*** Opening SOURCE INFORMATION ***

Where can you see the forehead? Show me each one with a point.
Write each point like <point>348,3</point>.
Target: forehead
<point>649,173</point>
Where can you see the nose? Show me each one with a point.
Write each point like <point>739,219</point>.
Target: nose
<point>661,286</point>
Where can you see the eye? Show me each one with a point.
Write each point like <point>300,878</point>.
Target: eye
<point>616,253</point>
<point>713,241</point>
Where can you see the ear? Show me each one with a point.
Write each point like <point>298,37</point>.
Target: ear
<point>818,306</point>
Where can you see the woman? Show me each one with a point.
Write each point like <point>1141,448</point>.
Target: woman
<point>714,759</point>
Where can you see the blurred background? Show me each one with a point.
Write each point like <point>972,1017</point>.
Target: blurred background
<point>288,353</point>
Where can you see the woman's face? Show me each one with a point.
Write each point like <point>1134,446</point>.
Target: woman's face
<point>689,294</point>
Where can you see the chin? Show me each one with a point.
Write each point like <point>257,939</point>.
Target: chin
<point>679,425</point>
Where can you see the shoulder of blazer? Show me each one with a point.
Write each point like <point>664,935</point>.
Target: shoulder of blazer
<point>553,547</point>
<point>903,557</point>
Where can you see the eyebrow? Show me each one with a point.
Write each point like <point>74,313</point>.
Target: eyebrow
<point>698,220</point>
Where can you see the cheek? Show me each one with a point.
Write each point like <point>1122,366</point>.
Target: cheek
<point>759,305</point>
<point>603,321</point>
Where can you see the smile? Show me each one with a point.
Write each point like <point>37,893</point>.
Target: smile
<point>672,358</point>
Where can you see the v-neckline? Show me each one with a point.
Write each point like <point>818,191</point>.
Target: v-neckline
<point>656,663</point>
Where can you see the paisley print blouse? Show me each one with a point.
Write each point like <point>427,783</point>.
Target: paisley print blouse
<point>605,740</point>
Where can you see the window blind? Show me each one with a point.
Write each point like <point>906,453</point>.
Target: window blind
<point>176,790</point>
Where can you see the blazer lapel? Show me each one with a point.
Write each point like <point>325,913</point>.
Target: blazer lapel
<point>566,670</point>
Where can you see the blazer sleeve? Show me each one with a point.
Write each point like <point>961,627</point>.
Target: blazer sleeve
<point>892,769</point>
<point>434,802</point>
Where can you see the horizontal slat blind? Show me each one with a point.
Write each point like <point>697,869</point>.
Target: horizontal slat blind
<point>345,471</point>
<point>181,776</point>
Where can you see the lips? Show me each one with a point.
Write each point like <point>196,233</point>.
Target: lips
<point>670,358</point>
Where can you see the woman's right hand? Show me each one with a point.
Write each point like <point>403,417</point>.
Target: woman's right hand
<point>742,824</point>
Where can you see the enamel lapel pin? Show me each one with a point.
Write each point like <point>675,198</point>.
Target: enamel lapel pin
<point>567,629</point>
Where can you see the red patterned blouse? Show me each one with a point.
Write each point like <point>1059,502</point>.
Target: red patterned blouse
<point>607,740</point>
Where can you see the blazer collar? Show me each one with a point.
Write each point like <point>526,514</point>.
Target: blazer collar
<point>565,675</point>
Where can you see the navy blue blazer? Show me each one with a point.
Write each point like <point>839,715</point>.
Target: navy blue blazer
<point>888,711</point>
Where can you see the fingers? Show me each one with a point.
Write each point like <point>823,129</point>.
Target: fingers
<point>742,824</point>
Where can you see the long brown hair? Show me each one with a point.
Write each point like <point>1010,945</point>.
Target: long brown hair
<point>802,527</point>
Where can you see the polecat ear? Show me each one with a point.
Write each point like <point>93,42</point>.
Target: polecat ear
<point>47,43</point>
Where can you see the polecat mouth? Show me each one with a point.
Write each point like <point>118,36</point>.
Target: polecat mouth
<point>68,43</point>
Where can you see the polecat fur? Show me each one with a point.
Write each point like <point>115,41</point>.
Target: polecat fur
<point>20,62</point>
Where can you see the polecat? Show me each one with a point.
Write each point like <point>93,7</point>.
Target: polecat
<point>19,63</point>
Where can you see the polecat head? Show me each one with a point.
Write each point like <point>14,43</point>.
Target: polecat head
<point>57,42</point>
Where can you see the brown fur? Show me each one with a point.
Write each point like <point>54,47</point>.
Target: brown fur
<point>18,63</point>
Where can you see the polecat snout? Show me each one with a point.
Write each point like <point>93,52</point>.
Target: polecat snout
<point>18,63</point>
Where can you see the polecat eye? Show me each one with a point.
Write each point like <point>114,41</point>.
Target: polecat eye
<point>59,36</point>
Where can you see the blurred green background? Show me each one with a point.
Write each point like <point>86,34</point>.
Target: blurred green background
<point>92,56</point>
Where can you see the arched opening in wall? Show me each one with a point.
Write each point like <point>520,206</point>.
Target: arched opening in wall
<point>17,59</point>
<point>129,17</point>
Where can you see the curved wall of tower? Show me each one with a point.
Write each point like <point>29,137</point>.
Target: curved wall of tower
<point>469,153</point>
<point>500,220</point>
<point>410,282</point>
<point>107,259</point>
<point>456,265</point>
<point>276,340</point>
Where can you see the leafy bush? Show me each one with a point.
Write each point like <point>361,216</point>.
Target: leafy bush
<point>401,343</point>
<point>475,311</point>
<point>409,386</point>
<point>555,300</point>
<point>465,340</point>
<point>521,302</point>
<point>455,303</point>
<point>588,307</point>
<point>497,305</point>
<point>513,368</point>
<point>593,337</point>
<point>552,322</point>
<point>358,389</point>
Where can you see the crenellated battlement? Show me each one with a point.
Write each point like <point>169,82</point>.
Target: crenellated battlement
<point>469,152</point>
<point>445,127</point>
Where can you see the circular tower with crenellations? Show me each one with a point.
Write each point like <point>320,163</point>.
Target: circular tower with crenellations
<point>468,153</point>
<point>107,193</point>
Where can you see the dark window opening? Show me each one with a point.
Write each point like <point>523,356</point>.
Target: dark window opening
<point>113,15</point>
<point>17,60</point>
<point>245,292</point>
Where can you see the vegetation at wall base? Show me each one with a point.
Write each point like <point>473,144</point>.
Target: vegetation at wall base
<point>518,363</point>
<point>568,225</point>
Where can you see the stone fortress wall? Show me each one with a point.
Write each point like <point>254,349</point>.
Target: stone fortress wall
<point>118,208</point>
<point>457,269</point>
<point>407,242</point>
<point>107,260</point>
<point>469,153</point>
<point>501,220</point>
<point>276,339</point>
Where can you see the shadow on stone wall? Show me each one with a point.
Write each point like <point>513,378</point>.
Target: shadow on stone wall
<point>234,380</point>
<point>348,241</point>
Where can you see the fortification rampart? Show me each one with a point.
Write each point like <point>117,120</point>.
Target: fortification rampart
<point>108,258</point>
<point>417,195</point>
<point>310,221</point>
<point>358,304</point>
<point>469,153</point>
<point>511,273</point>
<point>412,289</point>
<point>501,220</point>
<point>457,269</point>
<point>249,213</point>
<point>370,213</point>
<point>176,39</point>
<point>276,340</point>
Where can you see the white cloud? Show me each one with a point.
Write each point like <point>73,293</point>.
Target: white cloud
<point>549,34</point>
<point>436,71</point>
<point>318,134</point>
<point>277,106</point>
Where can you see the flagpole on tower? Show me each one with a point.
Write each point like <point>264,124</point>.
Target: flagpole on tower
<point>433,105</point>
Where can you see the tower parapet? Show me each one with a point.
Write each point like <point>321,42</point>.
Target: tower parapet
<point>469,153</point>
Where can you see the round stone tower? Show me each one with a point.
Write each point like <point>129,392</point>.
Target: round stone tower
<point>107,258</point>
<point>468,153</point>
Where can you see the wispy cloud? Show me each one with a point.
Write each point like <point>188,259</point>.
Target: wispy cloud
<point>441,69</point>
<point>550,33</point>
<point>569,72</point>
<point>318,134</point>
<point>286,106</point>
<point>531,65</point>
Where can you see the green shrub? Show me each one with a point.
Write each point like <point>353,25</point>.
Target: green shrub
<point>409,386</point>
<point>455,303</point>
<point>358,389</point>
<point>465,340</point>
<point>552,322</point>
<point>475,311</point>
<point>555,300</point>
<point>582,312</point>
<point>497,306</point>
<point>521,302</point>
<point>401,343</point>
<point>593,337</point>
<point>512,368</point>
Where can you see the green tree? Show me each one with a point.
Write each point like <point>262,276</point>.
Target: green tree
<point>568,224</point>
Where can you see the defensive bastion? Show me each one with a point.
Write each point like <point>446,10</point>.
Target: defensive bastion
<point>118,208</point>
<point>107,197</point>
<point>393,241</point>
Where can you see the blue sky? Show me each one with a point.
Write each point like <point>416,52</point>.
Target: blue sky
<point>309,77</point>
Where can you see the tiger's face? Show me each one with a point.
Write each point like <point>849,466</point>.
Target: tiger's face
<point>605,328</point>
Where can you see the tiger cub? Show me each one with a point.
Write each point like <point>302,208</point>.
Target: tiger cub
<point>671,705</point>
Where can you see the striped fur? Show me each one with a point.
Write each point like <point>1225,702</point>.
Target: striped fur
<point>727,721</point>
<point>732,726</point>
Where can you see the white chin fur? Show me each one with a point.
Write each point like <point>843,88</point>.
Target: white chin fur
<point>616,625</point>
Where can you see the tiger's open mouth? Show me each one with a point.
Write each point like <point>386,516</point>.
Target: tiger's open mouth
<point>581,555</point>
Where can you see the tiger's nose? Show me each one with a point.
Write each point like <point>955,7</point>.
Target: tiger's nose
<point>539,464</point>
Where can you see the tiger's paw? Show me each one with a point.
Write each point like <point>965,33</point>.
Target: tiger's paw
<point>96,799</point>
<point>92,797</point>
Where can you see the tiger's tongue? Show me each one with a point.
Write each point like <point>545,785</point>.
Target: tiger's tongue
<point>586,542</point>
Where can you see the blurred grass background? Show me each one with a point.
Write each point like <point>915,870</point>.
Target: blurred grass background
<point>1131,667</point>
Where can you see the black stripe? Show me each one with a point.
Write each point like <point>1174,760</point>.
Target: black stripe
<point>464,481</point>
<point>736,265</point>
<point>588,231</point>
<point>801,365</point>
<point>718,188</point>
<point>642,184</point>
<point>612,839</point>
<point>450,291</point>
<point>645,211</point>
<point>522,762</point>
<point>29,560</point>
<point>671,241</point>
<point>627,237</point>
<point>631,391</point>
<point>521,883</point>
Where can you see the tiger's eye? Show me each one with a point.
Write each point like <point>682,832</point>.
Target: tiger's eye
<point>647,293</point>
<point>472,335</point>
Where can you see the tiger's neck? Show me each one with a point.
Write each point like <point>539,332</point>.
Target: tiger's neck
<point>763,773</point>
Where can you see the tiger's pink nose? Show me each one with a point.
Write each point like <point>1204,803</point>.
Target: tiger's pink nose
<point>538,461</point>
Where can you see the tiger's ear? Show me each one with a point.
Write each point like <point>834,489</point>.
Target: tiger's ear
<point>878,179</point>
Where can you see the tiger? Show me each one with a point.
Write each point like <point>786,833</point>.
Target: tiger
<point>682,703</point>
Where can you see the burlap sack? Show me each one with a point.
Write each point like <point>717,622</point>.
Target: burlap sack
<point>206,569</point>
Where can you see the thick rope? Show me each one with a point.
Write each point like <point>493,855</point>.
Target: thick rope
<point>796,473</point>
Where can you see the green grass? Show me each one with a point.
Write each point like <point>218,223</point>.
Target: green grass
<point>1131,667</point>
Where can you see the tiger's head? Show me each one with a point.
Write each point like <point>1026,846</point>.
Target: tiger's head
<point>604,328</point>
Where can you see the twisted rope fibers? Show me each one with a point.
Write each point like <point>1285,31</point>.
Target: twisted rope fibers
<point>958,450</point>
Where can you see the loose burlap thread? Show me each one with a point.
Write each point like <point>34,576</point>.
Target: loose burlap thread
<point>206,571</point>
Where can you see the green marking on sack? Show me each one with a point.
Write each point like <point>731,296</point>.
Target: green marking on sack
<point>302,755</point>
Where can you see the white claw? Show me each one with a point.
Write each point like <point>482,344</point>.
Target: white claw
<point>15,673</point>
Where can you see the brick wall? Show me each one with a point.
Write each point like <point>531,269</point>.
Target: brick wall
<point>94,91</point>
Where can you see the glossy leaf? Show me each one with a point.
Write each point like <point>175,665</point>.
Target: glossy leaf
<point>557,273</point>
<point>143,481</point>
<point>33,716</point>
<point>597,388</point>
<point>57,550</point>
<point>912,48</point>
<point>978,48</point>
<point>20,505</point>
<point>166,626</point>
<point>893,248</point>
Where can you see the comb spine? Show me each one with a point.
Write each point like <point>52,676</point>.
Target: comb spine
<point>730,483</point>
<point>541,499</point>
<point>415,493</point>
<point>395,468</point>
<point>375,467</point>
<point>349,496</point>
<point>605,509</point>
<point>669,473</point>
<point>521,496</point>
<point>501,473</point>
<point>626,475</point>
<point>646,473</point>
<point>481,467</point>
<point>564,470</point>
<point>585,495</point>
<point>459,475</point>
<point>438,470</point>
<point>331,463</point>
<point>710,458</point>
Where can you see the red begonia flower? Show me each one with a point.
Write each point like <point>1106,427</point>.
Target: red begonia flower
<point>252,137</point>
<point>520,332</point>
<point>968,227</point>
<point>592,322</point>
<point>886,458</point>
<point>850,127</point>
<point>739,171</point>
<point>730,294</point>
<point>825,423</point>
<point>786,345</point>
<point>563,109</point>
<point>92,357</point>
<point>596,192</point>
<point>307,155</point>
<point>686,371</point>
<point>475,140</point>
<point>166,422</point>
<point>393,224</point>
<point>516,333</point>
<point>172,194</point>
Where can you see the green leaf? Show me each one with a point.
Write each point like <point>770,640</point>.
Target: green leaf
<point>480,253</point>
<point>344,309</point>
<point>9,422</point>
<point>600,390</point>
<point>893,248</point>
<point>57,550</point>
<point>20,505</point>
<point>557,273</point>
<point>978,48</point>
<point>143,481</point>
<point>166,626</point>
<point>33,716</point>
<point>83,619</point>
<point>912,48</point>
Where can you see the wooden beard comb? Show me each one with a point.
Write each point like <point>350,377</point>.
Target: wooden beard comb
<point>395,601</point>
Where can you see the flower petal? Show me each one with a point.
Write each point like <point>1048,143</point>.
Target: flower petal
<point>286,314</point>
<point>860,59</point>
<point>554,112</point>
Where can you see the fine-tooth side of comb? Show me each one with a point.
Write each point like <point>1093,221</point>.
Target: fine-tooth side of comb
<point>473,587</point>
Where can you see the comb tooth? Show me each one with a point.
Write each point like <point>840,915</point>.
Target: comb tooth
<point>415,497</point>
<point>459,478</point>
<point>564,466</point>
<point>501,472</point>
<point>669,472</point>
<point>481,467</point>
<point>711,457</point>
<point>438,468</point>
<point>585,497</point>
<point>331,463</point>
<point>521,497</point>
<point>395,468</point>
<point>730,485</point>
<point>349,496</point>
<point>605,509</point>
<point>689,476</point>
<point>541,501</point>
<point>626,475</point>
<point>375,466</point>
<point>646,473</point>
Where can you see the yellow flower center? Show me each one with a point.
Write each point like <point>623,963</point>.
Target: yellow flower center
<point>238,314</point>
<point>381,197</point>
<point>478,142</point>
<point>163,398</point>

*** Closing SOURCE INFORMATION ***

• [TASK OBJECTIVE]:
Repeat exactly the lines that run from the opening of the listing through the line holding "Where can you see the woman?". Leave out everything else.

• [SOLUTION TO THIS EXERCISE]:
Where can you see the forehead? Show me each one with a point.
Write each point like <point>348,3</point>.
Target: forehead
<point>649,173</point>
Where can you see the nose? Show me each one with a point.
Write each point like <point>739,219</point>.
Target: nose
<point>661,286</point>
Where can you see the eye? Show me each one with a point.
Write each point like <point>300,878</point>.
Target: eye
<point>616,253</point>
<point>713,241</point>
Where can you see the ear? Show me each one with a point.
Write each point like <point>298,37</point>.
Target: ear
<point>818,306</point>
Where can you see the woman? Show me each one with a point.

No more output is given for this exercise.